- _CONSEGNA 1_:
Spiega, in base al brano sulla nave dei folli, perché nel Nord Europa di sei/settecento anni fa i "matti" venivano allontanati e affidati a gente di mare.
- _CONSEGNA 2_:
Riproduci fedelmente la parte del brano sulla nave dei folli che si apre con le parole contenenti "E va, la nave" e si chiude con "ad essere fratelli?".

- _BRANO FORNITO_:
+---+
La nave dei folli

di Angelo M. Fanucci

Stultifera navis (“La nave dei folli”): così Michel Foucault, il più grande degli storici di settore,  intitola il primo capitolo della sua Storia della follia nell’età classica. Ed è stata effettivamente una prassi “medica” quella che nel Nord Europa, sei/settecento anni fa, allontanava i “matti” che in numero eccessivo pesavano sulla comunità dei “normali”, affidandoli a gente di mare.

E la gente di mare spesso li stipava in grossi natanti che partivano… verso dove? Nessuno era tenuto a saperlo. Un’incombenza della quale è documentato che volentieri si facevano carico i battellieri di Francoforte nel 1399, per intero, escluso il “verso dove”.

Alla nave dei folli m’hanno fatto pensare i signori che oggi reggono i destini del nostro paese. Ogni minuto dal balcone della politica s’affacciano sui nostri schermi televisivi, a volta minacciosi, più spesso civettuoli, e ci dicono cose che meritano di essere dimenticate subito dopo.

Che hanno abolito la povertà, che hanno messo in sicurezza il nostro paese, che quella che comincia con loro sarà l’epoca politicamente più felice dalla Guerra dei Cento Anni in qua. Li vedi, li ascolti, ti fai il segno della croce e ti chiedi da quale pianeta del sistema solare siano piovuti questi androidi e dove approderà quella loro nave nella quale tutti, dalla cambusa alla cima dell’albero maestro, litigano con tutti.

La mia generazione politicamente è nata quando De Gasperi con la sua DC travolse il Fronte Popolare: avevamo dieci anni, vivemmo la vicenda come una vittoria calcistica. Poi però abbiamo imparato ad entrare nelle pieghe dei problemi e la politica è diventata una passione lucida e incontenibile.

Ahimé! Tangentopoli insieme ai grandi corruttori ha travolto anche la nostra verginità politica, fresca dell’esaltante vicenda del “Compromesso storico” di Moro e Berlinguer.

Poi è arrivato l’Omino di Ceralacca, che purtroppo ha detto di voler bene  al suo e nostro paese; in realtà, tirando fuori una cofena di soldi, è riuscito a farci vivacchiare nella ngosciante banalità di una gestione dello stato ricalcata sulla gestione di un’azienda privata.

Lui, l’Omino di Ceralacca, aveva già in mente il momento in cui le sue idee sarebbero state predicate e corrette in TV non da un moderno, rude Giovanni Battista, ma da suffragette tutta panna, tipo Mara Carfagna o Anna Maria Bernini, che il loro tirocinio politico l’hanno fatto dal parrucchiere (ai-ai-ai! dove siete finite Marie Elette Martini, Nilde Iotti, Tina Anselmi, dove siete finite?!).

E va, la nave dei folli, odorosa di Giòrgio Armani. (Giò, con la “o” stretta, please!). Sulla tolda medita Toninelli: ma Montalbano e Zingaretti come fanno ad essere fratelli?
+---+
- _MATERIALE MOSTRATO_:

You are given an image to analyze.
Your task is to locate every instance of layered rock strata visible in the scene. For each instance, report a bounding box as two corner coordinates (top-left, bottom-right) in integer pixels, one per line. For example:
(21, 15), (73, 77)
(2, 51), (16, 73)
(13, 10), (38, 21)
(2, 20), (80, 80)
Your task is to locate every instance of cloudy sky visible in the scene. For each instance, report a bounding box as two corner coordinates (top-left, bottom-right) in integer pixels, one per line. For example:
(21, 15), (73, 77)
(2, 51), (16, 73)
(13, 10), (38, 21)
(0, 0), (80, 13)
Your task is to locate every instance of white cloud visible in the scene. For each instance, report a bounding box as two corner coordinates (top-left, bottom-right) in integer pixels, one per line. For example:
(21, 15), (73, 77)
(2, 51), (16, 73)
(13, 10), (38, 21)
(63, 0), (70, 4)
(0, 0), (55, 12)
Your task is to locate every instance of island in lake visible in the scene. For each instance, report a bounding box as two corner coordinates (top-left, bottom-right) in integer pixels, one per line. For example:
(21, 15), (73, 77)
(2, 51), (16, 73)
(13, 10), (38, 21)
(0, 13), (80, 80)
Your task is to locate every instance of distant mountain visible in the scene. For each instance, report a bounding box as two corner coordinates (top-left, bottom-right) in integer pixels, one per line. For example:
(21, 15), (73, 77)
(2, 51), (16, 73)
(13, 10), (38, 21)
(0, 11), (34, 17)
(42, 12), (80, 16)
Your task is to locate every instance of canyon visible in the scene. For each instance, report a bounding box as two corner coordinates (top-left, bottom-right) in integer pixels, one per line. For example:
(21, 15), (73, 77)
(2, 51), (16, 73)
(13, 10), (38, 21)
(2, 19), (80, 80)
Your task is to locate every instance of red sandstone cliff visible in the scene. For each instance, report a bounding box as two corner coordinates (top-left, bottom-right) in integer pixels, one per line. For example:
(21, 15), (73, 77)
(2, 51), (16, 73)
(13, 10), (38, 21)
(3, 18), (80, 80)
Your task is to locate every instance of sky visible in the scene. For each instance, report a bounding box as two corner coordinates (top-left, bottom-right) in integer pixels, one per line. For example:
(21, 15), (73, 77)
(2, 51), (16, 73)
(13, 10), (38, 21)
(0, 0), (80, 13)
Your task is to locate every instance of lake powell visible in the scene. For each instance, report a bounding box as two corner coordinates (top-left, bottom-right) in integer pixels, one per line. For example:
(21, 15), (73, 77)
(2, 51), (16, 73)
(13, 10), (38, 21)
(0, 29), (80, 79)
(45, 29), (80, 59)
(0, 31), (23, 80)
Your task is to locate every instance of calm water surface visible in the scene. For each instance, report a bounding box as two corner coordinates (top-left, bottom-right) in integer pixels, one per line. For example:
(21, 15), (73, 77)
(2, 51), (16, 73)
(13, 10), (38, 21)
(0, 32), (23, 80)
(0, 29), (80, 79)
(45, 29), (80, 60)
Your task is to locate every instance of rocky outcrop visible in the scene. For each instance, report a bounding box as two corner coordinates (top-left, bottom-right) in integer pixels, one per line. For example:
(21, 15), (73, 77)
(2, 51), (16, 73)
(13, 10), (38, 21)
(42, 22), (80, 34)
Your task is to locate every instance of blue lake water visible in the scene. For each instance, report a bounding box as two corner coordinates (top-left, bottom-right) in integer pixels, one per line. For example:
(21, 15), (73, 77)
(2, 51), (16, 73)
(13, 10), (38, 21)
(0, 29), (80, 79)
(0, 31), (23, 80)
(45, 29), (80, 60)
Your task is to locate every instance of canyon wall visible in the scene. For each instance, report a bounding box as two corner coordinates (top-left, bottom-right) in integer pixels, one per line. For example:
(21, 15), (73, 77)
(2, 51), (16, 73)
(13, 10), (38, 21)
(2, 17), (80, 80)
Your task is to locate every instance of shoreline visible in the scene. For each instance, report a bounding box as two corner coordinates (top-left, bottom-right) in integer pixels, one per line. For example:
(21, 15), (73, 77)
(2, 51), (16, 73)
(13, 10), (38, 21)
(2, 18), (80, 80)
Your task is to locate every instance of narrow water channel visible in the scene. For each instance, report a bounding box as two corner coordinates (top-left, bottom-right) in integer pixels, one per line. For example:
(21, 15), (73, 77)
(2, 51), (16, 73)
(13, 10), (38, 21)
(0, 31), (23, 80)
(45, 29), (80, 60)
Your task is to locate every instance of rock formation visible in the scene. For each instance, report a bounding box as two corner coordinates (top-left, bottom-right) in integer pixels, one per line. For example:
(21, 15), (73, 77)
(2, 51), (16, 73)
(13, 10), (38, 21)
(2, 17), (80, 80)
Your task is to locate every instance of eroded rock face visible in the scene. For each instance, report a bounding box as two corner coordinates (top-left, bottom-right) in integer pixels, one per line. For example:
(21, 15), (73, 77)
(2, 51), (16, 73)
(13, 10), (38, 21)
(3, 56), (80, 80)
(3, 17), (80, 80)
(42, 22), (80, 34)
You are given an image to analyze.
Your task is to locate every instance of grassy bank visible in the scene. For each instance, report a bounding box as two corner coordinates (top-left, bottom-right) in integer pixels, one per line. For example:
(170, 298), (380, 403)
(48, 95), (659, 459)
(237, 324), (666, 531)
+---+
- _RISPOSTA SCRITTA 1_:
Venivano allontanati perché, essendo in numero eccessivo, pesavano sulla comunità dei "normali". Il brano definisce questa una prassi "medica".

- _RISPOSTA SCRITTA 2_:
E va, la nave dei folli, odorosa di Giòrgio Armani. (Giò, con la “o” stretta, please!). Sulla tolda medita Toninelli: ma Montalbano e Zingaretti come fanno ad essere fratelli?